§ **Source**
◆ ◆ ◆ ◆ ◆ ◆ ◆
It remains to go from the R-transform $R_{H_0 } $ back to the eigenvalue 
distribution of the Hamiltonian. This is the more arduous task. Inverting
$K_{H_0 } (z) \equiv R_{H_0 } (z) + 1/z$ corresponds to solving the equation
\begin{equation}
4(2-a^2 z)^2 + (D-1)a^2 z (2-a^2 z)^2 + 4k^2 z (4-a^2 z)
=\xi z (4-a^2 z) (2-a^2 z)^2
\end{equation}
for $z$ in terms of $\xi $. This is a fourth order equation for $z$,
which via the substitution
\begin{equation}
z=x-\frac{D-1}{4\xi } + \frac{2}{a^2 }
\label{subs}
\end{equation}
can be brought to the normal form
\begin{equation}
x^4 + (3N-6M^2 ) x^2 + (8M^3 - 6NM) x + 3NM^2 - 3M^4 + L/4 = 0
\label{red4}
\end{equation}
where the abbreviations
\begin{equation}
L= \frac{64 k^2 }{a^8 \xi } \ \ \ \ \ \ \ \ M=\frac{D-1}{4\xi } 
\ \ \ \ \ \ \ \ N=\frac{4}{3a^2 \xi } \left( 1+\frac{D-1}{2}
-\frac{k^2 }{a^2 } \right)
-\frac{4}{3a^4 }
\label{pard}
\end{equation}
have been introduced. The analysis of such an equation is quite
involved, and for this reason is relegated to the appendix.
The final result for the eigenvalue distribution of the Hamiltonian
(\ref{hs0}), which according to (\ref{stie}) is essentially the imaginary
part of the solution of (\ref{red4}), can be stated as follows:
\begin{equation}
\rho_{H_0 } (\xi ) =
\frac{1}{2\pi } \theta (-d) (1-\theta (-b_2 ) \theta (b_1 ) )
◆ ◆ ◆ ◆ ◆ ◆ ◆
§ **Records supplied**
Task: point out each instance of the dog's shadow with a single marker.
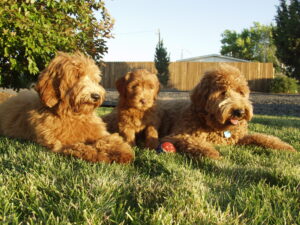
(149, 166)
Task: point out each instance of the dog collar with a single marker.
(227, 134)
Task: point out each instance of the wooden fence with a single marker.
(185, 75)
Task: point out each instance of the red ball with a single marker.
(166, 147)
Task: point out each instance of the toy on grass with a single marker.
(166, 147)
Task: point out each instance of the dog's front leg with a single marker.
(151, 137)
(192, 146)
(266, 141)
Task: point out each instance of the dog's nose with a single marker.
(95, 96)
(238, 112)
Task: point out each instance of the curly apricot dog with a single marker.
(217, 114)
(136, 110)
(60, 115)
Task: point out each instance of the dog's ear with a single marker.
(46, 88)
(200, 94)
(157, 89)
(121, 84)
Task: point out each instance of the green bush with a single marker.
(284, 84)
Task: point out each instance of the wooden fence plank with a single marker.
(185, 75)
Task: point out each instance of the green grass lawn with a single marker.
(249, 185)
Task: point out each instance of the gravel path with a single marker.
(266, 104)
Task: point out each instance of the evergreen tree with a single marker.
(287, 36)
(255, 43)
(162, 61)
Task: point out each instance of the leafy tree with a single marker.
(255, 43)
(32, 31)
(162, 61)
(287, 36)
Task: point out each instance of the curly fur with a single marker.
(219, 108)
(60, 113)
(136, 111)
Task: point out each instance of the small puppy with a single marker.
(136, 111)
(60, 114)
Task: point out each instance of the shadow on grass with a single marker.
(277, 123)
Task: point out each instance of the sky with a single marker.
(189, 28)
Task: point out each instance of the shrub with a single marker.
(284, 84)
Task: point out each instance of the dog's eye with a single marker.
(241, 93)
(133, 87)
◆ ◆ ◆ ◆ ◆ ◆ ◆
§ **Given request**
According to the passage on the Hamiltonian's eigenvalue distribution, where is the involved analysis of the fourth-order equation for z placed? The records have no connection to the passage on the Hamiltonian's eigenvalue distribution.

§ **Exercise answer**
It is relegated to the appendix.